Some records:
* * * * * * *
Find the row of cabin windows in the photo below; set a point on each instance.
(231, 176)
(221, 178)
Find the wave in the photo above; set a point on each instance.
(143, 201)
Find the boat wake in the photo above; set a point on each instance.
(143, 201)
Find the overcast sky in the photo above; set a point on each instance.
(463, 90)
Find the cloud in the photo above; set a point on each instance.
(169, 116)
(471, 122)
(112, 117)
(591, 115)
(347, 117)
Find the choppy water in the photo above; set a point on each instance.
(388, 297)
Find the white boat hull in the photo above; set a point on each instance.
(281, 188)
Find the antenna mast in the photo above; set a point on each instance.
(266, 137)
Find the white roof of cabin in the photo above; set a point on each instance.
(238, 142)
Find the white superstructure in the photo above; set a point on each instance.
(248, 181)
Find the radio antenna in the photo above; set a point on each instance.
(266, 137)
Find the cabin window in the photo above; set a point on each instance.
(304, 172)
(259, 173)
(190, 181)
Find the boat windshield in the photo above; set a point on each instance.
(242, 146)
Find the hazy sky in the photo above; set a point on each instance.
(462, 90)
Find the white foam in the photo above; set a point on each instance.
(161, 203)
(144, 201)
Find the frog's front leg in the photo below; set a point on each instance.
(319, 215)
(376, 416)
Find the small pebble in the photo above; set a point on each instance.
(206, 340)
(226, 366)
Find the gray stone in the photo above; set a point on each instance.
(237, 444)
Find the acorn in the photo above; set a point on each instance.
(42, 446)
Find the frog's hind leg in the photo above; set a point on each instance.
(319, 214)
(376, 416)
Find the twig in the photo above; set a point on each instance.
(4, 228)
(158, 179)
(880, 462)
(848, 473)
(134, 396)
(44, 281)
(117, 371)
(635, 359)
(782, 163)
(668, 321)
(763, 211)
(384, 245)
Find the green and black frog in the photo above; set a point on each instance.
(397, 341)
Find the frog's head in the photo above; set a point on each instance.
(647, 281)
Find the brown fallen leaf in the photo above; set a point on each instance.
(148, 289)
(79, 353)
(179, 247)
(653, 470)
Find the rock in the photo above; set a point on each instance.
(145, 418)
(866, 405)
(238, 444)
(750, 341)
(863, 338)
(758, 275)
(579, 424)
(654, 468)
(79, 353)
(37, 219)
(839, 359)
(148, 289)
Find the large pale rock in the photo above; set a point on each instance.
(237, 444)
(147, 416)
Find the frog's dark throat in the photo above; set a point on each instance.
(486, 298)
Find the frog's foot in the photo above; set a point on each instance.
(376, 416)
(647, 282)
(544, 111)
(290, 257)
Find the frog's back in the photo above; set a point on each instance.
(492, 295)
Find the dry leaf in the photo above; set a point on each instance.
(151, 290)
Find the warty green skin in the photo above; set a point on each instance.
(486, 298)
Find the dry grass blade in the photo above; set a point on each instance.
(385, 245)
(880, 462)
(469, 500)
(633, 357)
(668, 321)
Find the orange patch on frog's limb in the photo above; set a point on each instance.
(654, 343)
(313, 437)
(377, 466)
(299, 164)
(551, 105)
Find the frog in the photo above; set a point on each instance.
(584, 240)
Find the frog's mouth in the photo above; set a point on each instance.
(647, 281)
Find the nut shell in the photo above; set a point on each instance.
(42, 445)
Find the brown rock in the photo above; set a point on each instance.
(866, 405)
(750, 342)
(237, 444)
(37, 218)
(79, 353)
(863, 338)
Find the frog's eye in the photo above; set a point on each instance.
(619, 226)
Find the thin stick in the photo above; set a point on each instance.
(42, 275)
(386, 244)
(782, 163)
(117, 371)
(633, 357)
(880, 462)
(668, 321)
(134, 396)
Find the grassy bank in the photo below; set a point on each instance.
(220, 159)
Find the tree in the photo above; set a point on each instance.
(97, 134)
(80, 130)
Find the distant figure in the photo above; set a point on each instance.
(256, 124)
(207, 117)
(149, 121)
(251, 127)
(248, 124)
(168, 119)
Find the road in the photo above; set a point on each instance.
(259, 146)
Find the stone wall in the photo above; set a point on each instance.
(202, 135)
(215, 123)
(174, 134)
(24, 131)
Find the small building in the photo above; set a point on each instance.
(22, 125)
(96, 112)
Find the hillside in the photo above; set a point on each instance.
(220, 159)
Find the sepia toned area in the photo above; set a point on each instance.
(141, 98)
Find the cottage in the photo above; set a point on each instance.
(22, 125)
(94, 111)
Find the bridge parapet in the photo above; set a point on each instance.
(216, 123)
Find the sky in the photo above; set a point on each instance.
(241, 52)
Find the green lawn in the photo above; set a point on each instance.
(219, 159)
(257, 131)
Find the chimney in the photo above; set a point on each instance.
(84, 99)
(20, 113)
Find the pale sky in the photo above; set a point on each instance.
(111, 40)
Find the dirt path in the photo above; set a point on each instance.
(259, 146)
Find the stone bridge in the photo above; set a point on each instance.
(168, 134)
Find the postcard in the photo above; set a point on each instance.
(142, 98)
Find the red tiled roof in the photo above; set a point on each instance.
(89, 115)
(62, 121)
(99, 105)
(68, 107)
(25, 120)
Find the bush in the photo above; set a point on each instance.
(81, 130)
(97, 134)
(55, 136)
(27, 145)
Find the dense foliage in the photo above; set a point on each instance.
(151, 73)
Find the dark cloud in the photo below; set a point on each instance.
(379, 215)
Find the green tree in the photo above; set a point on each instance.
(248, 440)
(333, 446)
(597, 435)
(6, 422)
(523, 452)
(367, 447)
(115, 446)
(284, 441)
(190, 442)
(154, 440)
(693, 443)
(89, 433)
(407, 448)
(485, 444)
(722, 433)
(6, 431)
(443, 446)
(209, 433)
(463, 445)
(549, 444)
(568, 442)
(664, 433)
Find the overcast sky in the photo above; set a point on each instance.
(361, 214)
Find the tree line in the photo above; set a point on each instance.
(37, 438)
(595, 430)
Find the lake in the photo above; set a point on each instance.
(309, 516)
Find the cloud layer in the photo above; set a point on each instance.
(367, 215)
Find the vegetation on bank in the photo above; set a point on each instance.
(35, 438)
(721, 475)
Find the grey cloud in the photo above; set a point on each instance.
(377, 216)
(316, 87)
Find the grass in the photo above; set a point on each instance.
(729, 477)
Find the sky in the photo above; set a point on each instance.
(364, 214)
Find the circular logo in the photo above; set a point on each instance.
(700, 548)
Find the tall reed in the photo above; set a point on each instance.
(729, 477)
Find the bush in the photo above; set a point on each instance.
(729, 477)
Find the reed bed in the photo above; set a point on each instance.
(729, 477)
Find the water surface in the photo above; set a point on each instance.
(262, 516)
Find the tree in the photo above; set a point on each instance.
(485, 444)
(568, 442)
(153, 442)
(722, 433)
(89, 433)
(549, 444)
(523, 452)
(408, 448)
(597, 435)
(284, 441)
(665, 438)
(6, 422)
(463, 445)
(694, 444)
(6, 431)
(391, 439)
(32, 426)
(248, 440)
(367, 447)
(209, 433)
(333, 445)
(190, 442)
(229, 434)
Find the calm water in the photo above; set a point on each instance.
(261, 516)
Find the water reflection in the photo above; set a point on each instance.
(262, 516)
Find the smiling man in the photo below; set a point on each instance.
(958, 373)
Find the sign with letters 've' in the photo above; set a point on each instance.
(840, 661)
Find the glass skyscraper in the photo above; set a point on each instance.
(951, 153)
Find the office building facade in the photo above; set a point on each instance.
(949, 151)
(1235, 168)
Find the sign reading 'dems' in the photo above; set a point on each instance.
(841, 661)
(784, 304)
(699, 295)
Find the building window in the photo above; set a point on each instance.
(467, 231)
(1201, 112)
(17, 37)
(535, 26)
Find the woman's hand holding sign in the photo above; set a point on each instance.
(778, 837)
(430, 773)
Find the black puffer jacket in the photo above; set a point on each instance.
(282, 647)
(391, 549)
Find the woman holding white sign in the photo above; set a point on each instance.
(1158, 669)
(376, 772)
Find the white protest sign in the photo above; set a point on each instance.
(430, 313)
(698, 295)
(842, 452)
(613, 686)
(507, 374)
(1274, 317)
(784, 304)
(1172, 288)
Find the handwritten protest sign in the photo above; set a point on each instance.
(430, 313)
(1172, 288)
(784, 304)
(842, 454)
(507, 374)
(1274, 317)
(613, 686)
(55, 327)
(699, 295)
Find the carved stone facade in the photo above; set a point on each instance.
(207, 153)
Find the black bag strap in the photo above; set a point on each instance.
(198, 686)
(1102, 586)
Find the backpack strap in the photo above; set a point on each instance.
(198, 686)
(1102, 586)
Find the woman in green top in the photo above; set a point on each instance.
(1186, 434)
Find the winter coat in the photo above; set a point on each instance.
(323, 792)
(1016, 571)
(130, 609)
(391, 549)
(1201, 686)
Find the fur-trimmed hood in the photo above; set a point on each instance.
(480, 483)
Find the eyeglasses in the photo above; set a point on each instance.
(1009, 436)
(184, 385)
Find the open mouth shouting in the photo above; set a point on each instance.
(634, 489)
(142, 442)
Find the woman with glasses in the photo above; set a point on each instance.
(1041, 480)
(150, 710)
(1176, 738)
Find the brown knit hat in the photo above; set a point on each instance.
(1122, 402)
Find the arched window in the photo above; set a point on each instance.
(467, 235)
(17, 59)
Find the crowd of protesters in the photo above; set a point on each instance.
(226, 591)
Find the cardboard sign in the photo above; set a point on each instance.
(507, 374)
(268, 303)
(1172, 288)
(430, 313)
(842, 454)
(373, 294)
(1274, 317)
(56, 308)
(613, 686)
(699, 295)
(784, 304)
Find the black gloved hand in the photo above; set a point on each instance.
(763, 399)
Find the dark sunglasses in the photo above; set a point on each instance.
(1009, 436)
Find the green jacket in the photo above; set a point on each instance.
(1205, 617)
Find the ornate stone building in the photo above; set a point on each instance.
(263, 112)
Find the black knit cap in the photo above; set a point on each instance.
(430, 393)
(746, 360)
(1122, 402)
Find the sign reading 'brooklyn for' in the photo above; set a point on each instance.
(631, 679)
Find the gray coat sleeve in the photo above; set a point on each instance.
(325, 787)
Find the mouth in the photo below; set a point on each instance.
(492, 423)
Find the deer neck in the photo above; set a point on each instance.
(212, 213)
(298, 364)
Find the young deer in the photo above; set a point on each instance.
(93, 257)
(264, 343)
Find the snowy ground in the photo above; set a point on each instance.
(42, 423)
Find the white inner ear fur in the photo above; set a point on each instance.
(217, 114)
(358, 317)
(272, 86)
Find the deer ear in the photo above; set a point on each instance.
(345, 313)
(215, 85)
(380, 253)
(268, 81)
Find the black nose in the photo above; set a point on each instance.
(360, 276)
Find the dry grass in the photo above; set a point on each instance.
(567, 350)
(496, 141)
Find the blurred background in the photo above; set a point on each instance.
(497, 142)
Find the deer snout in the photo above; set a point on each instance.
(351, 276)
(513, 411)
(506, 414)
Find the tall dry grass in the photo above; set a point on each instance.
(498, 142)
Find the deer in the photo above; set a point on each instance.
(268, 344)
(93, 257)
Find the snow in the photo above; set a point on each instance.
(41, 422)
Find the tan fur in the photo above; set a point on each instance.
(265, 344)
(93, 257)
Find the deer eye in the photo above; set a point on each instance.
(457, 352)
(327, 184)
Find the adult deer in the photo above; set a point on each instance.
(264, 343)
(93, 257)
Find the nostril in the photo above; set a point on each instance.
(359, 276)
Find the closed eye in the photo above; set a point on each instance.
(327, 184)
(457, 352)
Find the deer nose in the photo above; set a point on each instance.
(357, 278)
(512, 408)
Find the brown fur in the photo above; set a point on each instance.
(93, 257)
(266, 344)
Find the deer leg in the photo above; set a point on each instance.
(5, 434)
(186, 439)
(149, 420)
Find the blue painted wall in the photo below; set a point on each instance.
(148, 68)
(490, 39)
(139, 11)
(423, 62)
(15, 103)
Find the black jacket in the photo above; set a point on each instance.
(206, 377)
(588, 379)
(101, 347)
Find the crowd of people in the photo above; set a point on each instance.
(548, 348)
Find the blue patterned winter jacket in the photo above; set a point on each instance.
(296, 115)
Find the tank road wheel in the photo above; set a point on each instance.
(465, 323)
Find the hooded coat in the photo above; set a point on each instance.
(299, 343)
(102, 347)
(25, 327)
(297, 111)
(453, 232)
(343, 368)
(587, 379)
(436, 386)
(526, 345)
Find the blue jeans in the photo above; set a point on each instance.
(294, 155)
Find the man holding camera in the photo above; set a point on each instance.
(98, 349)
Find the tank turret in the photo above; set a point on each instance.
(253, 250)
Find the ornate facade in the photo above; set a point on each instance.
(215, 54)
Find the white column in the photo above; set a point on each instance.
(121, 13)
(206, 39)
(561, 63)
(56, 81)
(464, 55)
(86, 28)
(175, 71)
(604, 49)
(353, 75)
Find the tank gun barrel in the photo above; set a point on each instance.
* * * * * * *
- [REQUIREMENT] Everything from the line containing "Find the nostril" to the end of the data above should be quoted exactly, please, both ends included, and nothing outside that span.

- [REPLY TO THE TASK]
Find the nostril in the photo above; set a point on each instance.
(359, 276)
Find the closed eye in the photo above; set a point on each instance.
(327, 184)
(457, 352)
Find the deer nose in the photo above; set a point on each instance.
(357, 278)
(512, 408)
Find the brown fur in the photo above; set a point on each instance.
(93, 257)
(266, 344)
Find the deer leg in the photo above; set a point on each instance.
(5, 434)
(186, 439)
(149, 420)
Find the blue painted wall in the photo below; set a point on each instance.
(148, 68)
(490, 39)
(139, 11)
(423, 62)
(15, 103)
Find the black jacket in the photo above; set a point on each instance.
(206, 377)
(588, 379)
(101, 347)
Find the crowd of people in the photo above; set a point on each instance.
(548, 348)
Find the blue patterned winter jacket in the photo above; set a point on each instance.
(296, 115)
Find the tank road wheel in the photo above; set a point on each instance.
(465, 323)
Find the hooded coat in the photo above; set a point on each instance.
(299, 343)
(102, 347)
(25, 327)
(297, 111)
(453, 232)
(343, 368)
(587, 379)
(436, 386)
(526, 345)
Find the blue jeans in the photo above; set a point on each instance.
(294, 155)
Find the man holding camera in the photo above; set a point on each instance.
(98, 349)
Find the tank turret in the photo above; set a point on each instance.
(253, 250)
Find the ornate facade in the photo above; set a point on each instance.
(215, 54)
Find the white column in the photo above; set a point on each instance.
(121, 13)
(206, 39)
(561, 63)
(56, 81)
(464, 55)
(86, 28)
(175, 71)
(604, 49)
(353, 75)
Find the tank gun barrel in the photo above; set a point on each instance.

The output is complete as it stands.